DOCUMENT EXCERPT ▸
╭──

Learning to Model LO5259

William J. Hobler, Jr. (bhobler@cpcug.org)
Wed, 31 Jan 1996 15:35:40 -0500

Replying to LO5223 --

Doug Seeley wrote

>However, there have been various times when senior management and line
>personnel have been involved and gotten very excited by the animations
>which portray the way their systems actually work... they usually do not
>pursue this very far because of the time pressures of their work.

I think that good simulation and animation is more valuable to business
than is normally perceived. A part of this is due to how I have used (and
'sold') animation, that is, as a tool for BPR analysis. The simulation is
valuable as a learning tool, a place to test possible future strategies.
The task of convincing management that this is so is difficult. Success
in obtaining management concurrence in the value of a simulation as a
strategic tool seems correlated with their struggling with a current issue
and the teams ability to model the factors and demonstrate several system
outcomes that are reasonable within management experience. So I now ask,
what is the most important problem now? What strategies are you
contemplaing? What are other people advising? And then to the team --
let's model this situation.

╰──

INFORMATION SUPPLIED ▸
╭──

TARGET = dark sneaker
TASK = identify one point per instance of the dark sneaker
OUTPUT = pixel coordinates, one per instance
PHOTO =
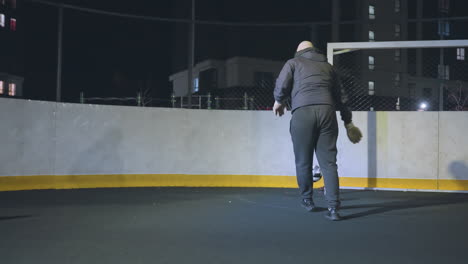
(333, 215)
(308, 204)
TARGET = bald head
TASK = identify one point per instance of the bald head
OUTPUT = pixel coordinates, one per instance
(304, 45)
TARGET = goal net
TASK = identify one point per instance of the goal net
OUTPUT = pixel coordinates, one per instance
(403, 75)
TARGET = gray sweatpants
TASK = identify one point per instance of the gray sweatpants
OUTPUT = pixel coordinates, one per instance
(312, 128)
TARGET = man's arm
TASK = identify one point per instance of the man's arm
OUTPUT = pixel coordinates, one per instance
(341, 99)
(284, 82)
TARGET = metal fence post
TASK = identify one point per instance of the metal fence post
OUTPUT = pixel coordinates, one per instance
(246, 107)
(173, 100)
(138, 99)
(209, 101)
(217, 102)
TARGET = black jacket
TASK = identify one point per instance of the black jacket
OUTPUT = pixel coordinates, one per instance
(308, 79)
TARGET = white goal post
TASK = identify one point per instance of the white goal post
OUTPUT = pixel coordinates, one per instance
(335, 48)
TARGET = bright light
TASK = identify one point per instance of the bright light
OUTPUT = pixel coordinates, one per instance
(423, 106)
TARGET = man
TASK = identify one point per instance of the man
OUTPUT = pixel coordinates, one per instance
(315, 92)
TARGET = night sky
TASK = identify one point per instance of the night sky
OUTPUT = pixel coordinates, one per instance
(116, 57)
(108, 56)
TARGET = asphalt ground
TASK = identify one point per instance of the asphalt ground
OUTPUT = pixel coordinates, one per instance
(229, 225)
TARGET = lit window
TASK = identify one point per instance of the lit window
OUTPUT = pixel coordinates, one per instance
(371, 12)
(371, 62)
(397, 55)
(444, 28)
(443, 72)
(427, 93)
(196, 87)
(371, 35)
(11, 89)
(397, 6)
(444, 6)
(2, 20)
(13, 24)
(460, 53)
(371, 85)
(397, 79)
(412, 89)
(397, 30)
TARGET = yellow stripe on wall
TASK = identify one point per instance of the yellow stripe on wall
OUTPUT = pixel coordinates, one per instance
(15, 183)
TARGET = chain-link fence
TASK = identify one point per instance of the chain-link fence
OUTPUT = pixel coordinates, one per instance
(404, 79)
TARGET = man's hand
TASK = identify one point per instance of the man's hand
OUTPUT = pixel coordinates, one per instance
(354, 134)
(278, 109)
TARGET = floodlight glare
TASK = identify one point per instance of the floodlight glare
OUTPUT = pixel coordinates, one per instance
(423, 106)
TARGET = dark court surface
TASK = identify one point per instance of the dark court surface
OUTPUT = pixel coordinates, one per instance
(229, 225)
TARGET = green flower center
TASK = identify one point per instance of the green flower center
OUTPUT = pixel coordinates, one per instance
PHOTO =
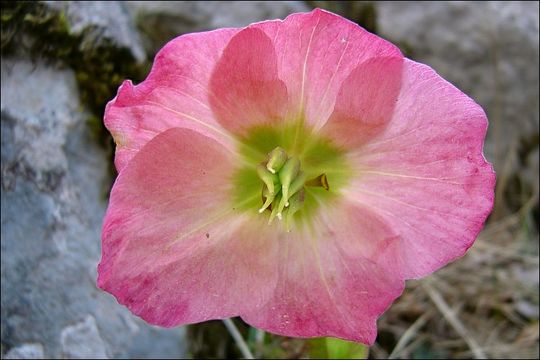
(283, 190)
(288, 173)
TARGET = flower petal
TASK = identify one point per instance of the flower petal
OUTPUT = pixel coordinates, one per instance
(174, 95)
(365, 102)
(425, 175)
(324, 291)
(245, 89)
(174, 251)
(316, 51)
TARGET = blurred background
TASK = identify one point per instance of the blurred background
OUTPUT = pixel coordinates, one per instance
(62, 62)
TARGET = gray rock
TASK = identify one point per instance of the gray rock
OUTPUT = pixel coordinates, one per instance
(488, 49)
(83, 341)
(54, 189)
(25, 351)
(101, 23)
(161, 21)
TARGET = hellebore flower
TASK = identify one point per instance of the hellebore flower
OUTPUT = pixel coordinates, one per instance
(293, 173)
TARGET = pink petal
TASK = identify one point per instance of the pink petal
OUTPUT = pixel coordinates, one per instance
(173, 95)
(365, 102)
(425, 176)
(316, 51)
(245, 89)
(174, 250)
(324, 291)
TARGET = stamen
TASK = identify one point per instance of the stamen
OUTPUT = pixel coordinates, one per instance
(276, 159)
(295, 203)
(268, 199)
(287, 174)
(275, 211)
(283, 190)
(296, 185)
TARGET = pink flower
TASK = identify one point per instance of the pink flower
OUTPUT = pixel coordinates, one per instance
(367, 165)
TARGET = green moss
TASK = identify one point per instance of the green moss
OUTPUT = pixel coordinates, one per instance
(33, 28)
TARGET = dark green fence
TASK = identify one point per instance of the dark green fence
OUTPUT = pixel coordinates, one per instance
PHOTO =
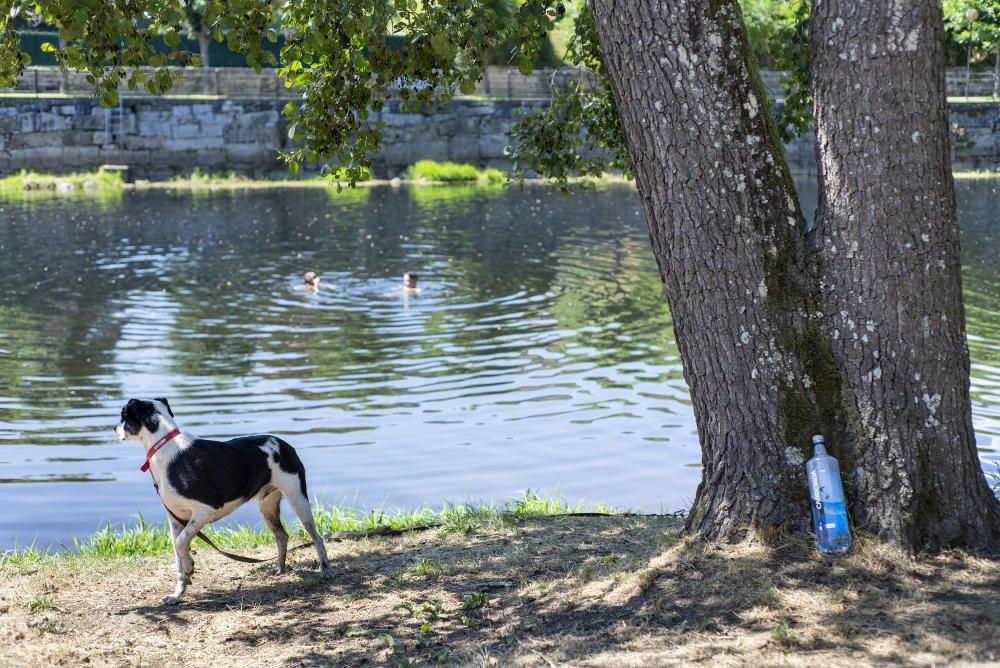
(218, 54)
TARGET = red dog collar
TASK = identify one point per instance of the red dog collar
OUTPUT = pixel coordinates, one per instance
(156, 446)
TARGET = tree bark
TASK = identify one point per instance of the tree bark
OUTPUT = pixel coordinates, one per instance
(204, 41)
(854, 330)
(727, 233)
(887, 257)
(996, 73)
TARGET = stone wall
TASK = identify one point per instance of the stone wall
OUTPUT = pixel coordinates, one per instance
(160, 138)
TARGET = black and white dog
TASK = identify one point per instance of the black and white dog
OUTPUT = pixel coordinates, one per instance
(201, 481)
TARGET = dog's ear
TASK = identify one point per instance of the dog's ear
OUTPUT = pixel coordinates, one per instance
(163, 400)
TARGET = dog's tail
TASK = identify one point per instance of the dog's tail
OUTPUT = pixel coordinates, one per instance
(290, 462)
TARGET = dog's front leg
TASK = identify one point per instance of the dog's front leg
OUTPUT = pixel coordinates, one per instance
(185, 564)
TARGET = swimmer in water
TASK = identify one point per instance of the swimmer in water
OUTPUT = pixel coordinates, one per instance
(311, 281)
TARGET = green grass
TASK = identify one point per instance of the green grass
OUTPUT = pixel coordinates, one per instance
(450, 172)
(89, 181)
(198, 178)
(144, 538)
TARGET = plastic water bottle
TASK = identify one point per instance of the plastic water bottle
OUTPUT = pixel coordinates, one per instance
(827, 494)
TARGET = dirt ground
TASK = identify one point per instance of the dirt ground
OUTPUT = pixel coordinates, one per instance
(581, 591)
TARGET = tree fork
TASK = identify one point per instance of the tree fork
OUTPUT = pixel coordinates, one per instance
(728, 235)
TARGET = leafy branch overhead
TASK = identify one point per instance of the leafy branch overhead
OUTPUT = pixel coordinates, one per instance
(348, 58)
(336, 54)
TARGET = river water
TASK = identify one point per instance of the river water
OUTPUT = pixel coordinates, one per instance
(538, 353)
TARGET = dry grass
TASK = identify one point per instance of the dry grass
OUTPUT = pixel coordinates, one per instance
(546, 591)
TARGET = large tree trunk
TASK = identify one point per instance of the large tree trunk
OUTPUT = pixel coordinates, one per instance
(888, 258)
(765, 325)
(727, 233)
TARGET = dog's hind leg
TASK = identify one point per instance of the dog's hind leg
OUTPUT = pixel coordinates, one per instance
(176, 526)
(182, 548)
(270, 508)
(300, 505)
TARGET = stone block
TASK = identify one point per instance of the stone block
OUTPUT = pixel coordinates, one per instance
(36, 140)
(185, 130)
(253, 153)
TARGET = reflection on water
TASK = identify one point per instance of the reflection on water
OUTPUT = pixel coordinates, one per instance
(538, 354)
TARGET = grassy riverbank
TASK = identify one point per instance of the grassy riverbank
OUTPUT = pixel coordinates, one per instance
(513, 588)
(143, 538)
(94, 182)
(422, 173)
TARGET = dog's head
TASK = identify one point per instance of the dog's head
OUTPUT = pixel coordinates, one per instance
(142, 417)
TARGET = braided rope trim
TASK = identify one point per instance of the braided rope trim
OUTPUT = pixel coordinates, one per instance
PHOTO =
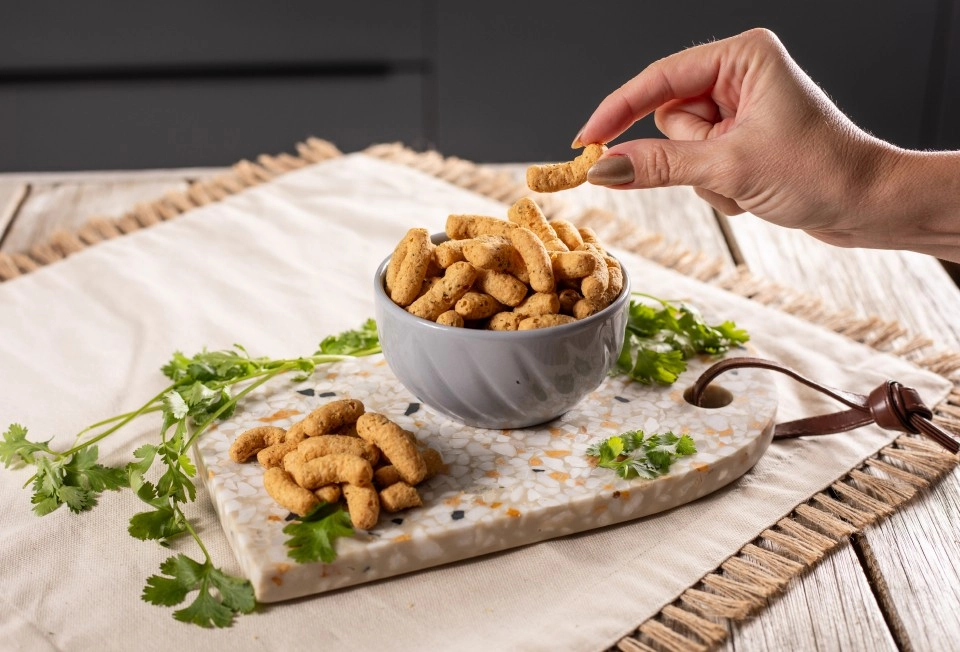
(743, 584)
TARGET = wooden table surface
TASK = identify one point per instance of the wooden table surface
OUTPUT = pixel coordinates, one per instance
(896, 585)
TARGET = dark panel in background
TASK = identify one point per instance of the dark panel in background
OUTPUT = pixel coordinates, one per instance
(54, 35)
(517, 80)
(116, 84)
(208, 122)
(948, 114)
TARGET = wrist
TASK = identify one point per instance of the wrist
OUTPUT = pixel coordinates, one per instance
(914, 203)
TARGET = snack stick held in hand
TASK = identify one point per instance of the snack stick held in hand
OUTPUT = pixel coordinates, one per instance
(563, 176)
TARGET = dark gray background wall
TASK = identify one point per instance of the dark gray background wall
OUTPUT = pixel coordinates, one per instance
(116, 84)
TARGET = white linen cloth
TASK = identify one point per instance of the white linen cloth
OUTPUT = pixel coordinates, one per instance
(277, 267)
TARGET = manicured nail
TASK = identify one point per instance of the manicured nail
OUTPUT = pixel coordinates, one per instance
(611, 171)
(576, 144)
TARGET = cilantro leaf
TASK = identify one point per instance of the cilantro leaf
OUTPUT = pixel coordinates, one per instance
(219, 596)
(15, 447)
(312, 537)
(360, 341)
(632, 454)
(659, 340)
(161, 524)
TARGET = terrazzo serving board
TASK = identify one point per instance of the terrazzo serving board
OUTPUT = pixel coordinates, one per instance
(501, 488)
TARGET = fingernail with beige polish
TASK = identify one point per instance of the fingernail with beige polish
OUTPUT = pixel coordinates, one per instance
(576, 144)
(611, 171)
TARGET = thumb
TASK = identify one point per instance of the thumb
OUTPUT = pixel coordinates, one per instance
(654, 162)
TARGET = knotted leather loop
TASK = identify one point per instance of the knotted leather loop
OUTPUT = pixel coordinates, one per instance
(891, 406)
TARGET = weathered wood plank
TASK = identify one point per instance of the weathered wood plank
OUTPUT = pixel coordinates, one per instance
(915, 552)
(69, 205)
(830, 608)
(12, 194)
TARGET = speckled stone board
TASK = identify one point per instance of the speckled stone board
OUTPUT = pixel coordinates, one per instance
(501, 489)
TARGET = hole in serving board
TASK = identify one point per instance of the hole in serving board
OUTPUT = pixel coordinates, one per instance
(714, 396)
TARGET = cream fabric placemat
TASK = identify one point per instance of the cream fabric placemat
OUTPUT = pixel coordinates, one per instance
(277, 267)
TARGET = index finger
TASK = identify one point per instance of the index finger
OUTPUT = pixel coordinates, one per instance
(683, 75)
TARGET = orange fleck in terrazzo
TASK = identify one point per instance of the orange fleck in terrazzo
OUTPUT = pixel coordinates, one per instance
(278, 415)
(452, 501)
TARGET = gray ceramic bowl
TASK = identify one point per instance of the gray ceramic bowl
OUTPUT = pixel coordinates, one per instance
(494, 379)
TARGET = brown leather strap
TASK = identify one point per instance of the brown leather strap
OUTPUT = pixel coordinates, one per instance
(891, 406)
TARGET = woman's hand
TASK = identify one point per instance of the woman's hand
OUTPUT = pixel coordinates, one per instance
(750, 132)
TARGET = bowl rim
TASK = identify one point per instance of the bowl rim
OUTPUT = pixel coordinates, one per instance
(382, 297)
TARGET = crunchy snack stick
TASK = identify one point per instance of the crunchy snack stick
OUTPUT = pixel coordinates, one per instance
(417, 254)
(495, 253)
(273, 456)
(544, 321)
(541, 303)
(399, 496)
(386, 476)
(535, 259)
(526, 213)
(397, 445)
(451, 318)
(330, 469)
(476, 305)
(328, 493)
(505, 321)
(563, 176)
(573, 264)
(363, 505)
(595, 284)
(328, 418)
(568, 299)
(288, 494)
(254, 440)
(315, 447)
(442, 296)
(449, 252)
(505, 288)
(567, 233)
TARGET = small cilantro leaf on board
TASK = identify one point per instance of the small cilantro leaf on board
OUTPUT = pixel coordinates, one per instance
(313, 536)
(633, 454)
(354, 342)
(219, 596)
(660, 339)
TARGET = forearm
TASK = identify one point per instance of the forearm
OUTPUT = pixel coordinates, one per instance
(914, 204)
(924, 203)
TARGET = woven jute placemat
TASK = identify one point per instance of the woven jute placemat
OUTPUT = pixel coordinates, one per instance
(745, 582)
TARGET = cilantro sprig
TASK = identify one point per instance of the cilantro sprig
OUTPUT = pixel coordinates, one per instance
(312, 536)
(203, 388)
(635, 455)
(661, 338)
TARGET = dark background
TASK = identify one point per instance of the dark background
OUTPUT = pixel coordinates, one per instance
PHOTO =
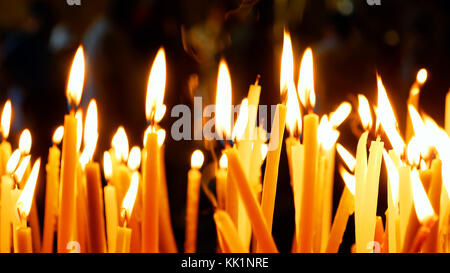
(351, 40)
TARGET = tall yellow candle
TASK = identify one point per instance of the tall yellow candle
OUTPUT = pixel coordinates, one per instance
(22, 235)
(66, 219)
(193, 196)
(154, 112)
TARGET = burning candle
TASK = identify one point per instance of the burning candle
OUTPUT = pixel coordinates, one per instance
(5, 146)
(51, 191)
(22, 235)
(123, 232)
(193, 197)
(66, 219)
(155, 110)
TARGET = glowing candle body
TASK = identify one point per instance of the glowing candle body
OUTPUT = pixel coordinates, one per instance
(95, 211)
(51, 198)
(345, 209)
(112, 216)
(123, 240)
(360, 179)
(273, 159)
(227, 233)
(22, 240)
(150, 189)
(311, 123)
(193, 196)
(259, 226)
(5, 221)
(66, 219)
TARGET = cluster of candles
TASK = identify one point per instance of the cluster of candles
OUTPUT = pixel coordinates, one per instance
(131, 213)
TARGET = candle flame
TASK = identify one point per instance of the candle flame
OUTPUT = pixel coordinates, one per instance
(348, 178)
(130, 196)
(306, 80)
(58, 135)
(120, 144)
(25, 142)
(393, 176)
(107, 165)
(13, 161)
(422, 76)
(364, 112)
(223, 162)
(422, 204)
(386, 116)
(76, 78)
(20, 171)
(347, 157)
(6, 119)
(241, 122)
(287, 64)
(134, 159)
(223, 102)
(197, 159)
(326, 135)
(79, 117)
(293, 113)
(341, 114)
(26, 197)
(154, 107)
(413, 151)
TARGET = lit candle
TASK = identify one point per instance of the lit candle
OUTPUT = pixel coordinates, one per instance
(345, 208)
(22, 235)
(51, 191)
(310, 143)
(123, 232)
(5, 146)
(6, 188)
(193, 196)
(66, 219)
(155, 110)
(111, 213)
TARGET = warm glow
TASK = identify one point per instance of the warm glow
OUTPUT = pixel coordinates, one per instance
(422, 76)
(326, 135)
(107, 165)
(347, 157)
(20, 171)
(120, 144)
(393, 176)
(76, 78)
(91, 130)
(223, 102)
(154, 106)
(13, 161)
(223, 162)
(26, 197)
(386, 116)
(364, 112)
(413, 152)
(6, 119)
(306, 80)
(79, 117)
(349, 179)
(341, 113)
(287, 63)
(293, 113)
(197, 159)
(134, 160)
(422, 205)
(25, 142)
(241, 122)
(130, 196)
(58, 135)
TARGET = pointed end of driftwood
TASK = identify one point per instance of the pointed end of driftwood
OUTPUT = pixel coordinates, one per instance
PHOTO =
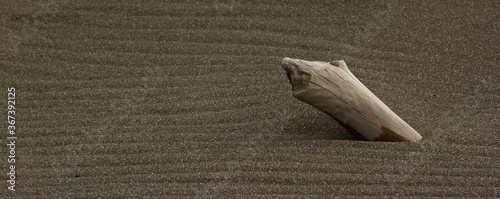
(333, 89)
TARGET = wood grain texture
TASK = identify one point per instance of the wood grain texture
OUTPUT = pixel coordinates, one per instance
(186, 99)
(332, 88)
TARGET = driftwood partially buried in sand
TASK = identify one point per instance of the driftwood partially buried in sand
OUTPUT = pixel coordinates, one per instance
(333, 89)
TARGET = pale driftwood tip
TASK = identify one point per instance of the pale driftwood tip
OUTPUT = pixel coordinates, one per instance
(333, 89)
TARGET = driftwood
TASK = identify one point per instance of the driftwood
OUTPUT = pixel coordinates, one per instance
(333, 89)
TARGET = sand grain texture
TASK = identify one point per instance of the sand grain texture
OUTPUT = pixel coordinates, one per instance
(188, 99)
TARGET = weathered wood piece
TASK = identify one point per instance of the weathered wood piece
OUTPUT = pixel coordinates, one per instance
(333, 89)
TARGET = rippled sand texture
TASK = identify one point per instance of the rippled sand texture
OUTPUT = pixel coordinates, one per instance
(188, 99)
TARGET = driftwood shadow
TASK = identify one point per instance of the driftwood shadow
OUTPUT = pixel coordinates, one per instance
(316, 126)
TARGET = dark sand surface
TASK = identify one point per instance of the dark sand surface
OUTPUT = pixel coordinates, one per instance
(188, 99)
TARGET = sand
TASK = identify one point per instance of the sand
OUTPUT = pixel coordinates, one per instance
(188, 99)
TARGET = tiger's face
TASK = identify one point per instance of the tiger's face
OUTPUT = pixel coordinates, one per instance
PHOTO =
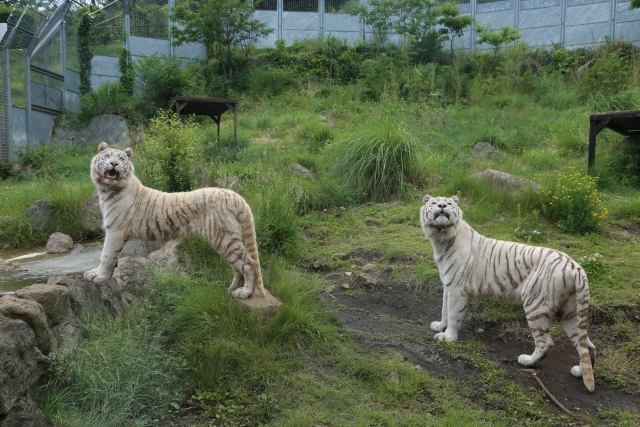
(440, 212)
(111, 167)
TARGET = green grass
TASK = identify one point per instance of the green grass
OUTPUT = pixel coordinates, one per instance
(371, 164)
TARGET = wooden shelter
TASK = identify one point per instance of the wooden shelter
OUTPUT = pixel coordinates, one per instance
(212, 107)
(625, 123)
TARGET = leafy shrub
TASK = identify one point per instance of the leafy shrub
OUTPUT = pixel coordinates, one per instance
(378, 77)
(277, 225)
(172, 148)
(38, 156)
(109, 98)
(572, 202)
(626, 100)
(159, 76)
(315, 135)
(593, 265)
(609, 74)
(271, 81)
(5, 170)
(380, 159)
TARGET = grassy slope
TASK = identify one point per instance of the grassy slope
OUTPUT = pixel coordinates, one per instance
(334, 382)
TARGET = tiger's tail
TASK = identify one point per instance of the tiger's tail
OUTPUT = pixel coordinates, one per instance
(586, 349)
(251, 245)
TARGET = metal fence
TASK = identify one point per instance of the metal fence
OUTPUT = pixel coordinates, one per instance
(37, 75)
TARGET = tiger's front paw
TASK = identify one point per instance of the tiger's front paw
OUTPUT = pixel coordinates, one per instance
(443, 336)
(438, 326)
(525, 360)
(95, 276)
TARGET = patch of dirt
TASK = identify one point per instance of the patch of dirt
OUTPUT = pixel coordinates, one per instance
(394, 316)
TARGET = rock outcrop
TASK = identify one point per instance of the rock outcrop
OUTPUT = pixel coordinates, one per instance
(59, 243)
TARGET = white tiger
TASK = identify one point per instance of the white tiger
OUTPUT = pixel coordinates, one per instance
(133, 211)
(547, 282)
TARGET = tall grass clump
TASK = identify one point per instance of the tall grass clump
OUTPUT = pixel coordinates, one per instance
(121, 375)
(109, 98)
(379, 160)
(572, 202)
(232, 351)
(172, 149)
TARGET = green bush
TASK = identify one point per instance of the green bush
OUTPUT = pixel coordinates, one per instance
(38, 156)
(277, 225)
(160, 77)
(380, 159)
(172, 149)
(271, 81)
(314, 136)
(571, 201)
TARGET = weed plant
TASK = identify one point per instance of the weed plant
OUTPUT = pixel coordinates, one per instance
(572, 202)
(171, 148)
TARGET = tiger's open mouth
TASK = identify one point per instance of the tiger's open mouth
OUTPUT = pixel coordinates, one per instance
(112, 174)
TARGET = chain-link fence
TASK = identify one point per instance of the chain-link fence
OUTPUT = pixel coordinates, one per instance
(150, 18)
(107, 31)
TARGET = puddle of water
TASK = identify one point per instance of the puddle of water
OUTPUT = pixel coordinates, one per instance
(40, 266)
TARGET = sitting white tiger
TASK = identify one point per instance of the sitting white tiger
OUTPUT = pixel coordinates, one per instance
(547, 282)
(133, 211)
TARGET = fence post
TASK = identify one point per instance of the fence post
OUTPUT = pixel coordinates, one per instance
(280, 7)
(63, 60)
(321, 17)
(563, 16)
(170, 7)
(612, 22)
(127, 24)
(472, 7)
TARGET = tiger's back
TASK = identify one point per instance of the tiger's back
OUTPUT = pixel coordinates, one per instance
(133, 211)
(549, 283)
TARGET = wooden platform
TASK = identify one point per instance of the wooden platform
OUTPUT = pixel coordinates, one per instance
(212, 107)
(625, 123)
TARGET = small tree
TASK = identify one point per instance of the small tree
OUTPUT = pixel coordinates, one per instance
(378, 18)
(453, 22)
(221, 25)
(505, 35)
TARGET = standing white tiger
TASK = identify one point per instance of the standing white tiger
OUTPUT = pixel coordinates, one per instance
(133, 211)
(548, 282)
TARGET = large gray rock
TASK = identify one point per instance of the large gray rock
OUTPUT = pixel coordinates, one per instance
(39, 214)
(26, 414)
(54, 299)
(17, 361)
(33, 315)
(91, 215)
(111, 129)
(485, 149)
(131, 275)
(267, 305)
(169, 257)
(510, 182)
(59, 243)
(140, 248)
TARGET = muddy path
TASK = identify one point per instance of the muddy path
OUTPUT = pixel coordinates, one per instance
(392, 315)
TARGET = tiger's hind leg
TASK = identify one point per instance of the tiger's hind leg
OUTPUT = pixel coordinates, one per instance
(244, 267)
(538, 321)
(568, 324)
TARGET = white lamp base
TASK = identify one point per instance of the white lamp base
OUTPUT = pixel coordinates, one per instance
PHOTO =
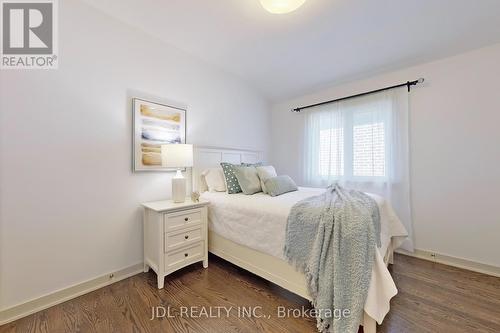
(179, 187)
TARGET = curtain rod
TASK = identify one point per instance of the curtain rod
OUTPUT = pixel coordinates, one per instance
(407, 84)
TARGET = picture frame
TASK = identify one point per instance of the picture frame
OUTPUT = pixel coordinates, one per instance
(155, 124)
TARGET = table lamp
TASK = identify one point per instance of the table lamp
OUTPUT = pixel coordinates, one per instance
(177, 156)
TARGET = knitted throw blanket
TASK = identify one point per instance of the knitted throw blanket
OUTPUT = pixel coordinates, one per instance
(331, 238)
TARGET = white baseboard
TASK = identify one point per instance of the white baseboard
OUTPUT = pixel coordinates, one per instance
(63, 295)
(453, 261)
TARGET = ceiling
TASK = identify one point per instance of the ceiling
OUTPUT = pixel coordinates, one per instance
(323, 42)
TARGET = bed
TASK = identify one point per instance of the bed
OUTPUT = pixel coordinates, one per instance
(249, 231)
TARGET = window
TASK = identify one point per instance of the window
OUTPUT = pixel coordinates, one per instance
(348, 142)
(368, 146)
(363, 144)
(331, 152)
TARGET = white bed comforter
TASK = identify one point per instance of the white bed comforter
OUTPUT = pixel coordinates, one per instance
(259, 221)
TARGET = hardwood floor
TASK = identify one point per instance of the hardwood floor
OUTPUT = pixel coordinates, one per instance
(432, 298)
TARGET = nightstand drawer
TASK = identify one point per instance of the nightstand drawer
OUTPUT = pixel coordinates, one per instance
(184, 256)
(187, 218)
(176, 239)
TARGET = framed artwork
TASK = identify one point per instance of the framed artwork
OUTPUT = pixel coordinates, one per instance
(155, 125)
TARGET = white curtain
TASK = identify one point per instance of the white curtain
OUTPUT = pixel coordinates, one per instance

╰──

SET OF TASKS ▸
• a. Retype the passage of the message on simulation and animation above, starting at "Doug Seeley wrote" and ending at "possible future strategies.".
• b. In the message on simulation and animation above, translate the following sentence into Spanish: "The simulation is valuable as a learning tool, a place to test possible future strategies."

TASK RESPONSES ▸
• a.
Doug Seeley wrote

>However, there have been various times when senior management and line
>personnel have been involved and gotten very excited by the animations
>which portray the way their systems actually work... they usually do not
>pursue this very far because of the time pressures of their work.

I think that good simulation and animation is more valuable to business
than is normally perceived. A part of this is due to how I have used (and
'sold') animation, that is, as a tool for BPR analysis. The simulation is
valuable as a learning tool, a place to test possible future strategies.

• b. La simulación es valiosa como herramienta de aprendizaje, un espacio para poner a prueba posibles estrategias futuras.